> [Problems and tasks]:
1. Reproduce the stretch from "Segmenting organs in" through "the organ delineations." in the passage on segmenting organs in CBCT images.
2. Extend the passage on segmenting organs in CBCT images, picking up right after its last sentence.

> [Source passage]:
################

Segmenting organs in Cone-Beam CT (CBCT) images would allow to adapt the dose delivered based on the organ deformations that occured between the treatment fractions. However, this is a difficult task because of the relative lack of contrast in CBCT images, leading to high inter-observer variability. Deep-learning based automatic segmentation approaches have shown impressive successes and may be of interest here but required to train a convolutional neural network (CNN) from a database of segmented CBCT images, which can be difficult to obtain. In this work, we propose to train a CNN from a database of artificial CBCT images simulated from planning CT for which it is easier to obtain the organ delineations.

################

> [Recorded information]:
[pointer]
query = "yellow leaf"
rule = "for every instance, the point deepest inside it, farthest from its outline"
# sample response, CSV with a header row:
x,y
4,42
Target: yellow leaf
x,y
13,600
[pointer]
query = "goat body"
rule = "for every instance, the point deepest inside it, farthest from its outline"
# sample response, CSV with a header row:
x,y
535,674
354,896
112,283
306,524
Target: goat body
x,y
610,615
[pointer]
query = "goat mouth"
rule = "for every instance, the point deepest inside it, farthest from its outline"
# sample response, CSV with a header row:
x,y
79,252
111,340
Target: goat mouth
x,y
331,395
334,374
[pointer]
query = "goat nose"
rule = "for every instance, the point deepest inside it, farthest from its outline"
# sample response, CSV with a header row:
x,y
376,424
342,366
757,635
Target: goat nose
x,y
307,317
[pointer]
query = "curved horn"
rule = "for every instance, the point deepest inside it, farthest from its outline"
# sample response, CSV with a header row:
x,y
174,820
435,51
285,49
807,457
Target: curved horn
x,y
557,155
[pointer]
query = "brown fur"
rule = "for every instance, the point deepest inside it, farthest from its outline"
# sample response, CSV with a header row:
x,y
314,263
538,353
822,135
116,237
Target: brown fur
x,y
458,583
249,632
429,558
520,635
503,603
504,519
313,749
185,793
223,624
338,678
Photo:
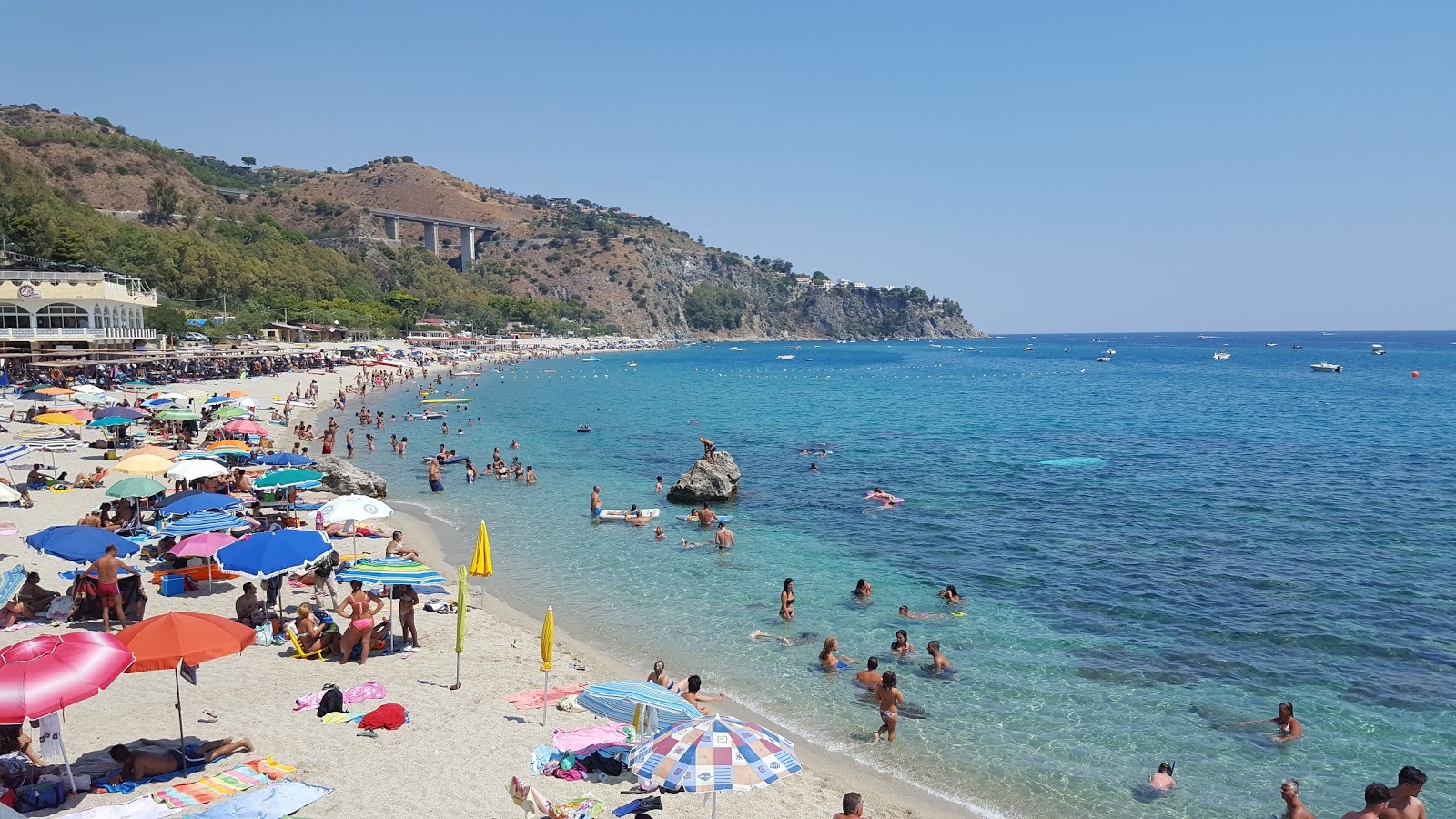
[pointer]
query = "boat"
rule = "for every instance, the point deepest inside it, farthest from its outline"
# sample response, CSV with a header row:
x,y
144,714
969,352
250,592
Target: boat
x,y
622,513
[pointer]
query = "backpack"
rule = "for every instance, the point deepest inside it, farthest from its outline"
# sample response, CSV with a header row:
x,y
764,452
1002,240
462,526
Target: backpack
x,y
332,702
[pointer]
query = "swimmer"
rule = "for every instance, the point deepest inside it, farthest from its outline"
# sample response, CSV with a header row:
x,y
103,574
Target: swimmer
x,y
939,662
1286,723
829,661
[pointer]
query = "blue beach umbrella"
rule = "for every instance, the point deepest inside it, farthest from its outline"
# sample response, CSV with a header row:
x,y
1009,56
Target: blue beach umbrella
x,y
200,522
79,544
280,551
197,500
621,700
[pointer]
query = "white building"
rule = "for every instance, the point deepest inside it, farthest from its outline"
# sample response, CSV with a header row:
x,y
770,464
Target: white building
x,y
72,309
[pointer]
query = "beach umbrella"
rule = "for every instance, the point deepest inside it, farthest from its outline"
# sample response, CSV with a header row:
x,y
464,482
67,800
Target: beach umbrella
x,y
41,675
143,465
79,544
460,610
284,479
713,753
197,500
284,460
203,522
136,487
169,640
196,468
548,632
152,450
621,700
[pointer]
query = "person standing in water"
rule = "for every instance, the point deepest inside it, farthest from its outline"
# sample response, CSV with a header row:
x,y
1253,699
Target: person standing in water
x,y
890,700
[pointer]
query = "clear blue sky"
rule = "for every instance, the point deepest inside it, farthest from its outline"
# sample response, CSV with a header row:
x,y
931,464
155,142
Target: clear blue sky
x,y
1053,167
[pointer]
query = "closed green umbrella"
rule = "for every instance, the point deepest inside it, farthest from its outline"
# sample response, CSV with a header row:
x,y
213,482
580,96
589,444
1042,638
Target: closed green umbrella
x,y
136,487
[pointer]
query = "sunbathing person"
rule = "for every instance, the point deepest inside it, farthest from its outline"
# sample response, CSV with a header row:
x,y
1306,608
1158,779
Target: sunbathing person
x,y
137,765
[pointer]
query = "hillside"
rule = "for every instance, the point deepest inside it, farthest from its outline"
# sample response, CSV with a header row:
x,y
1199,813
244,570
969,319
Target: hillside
x,y
590,264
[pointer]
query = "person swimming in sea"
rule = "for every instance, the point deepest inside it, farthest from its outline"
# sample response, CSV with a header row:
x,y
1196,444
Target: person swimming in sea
x,y
829,661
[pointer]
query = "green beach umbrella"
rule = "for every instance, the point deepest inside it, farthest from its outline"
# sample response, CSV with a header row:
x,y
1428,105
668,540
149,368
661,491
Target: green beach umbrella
x,y
280,479
135,487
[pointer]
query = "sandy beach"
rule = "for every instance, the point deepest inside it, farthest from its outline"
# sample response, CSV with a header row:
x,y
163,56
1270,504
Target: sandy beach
x,y
460,748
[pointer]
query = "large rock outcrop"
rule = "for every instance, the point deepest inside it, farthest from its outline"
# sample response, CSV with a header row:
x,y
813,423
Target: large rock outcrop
x,y
708,480
344,479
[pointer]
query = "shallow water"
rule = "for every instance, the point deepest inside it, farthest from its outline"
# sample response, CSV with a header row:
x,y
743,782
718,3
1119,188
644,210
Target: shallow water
x,y
1150,550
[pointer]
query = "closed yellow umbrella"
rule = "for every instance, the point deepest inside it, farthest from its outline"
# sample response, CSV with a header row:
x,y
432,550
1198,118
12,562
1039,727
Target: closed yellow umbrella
x,y
548,632
480,562
143,465
460,608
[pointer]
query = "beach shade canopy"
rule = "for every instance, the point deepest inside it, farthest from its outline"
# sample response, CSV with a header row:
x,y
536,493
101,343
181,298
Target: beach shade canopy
x,y
245,428
80,544
162,642
619,702
203,522
713,753
46,673
203,545
354,508
281,479
136,487
194,468
120,413
390,571
280,551
143,465
284,460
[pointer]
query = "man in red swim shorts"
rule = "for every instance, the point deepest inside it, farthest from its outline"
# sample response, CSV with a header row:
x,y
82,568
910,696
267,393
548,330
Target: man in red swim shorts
x,y
106,570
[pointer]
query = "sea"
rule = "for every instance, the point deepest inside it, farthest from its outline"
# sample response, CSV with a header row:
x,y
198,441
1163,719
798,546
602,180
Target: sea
x,y
1150,550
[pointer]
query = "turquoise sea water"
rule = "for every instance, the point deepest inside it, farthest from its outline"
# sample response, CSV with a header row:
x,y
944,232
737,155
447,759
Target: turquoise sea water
x,y
1208,540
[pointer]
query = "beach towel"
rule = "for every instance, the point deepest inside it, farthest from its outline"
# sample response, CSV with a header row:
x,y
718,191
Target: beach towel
x,y
278,799
357,694
592,738
528,700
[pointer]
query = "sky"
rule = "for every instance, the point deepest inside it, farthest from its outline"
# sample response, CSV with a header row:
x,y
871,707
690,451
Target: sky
x,y
1052,167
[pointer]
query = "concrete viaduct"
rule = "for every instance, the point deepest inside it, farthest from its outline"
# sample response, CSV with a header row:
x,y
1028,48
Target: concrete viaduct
x,y
433,223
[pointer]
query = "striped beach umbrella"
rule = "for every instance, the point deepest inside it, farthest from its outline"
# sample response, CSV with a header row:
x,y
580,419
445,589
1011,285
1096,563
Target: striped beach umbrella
x,y
713,753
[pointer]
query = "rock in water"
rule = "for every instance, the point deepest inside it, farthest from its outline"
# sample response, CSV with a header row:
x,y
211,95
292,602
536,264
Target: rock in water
x,y
346,479
717,480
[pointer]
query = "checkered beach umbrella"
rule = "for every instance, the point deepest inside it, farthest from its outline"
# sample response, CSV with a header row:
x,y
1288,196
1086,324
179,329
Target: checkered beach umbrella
x,y
713,753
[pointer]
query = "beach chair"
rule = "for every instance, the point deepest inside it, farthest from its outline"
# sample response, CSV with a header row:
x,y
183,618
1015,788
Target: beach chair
x,y
298,647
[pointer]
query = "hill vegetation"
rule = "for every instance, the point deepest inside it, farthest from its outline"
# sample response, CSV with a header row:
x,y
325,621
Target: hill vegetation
x,y
305,247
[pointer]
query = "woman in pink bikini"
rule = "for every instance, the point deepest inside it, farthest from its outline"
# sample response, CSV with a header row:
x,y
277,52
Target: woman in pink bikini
x,y
359,608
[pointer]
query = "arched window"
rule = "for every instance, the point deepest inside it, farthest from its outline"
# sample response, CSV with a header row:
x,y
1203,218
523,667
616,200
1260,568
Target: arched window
x,y
62,315
14,315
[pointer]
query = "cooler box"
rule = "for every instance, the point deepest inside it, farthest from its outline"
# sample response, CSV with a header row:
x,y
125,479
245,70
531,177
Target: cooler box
x,y
172,584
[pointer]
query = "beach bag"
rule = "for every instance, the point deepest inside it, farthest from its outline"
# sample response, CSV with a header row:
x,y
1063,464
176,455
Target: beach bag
x,y
332,702
40,796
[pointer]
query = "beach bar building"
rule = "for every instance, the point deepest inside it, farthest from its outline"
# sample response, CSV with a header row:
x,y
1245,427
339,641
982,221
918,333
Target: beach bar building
x,y
47,307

################

> [Results]:
1.
Segmenting organs in Cone-Beam CT (CBCT) images would allow to adapt the dose delivered based on the organ deformations that occured between the treatment fractions. However, this is a difficult task because of the relative lack of contrast in CBCT images, leading to high inter-observer variability. Deep-learning based automatic segmentation approaches have shown impressive successes and may be of interest here but required to train a convolutional neural network (CNN) from a database of segmented CBCT images, which can be difficult to obtain. In this work, we propose to train a CNN from a database of artificial CBCT images simulated from planning CT for which it is easier to obtain the organ delineations.

2.
Material and Methods

Simulated-CBCT (sCBCT) images were computed from readily available segmented planning CT images, using the GATE Monte Carlo [Sarrut2014] simulation toolkit. The simulation reproduces the CBCT acquisition process of an Elekta XVI device, tracking the beam of particles from the  x-ray source, through the CT images and in the flat panel detector. The reference delineations in the CT images, performed during planning by the clinical team, were then projected on the sCBCT images, resulting in a database of segmented images that could be used to  train  a CNN. The studied segmentation labels were: bladder, rectum, and prostate contours. The CNN is a 3D-Unet called nnUnet, with a batch size of 2, patch size of (191,257,219), and 2-mm target spacing. The training is run over 200 epochs. The optimizer used is stochastic gradient descent. Several models were trained: 1) on 138 real CBCT images delineated by experts from 7 patients, 2) on 90 sCBCT images from 90 patients. The evaluation was performed on a different dataset of segmented CBCT by comparing predicted segmentation with reference ones thanks to Dice similarity score and 95th percentile of Hausdorff distance.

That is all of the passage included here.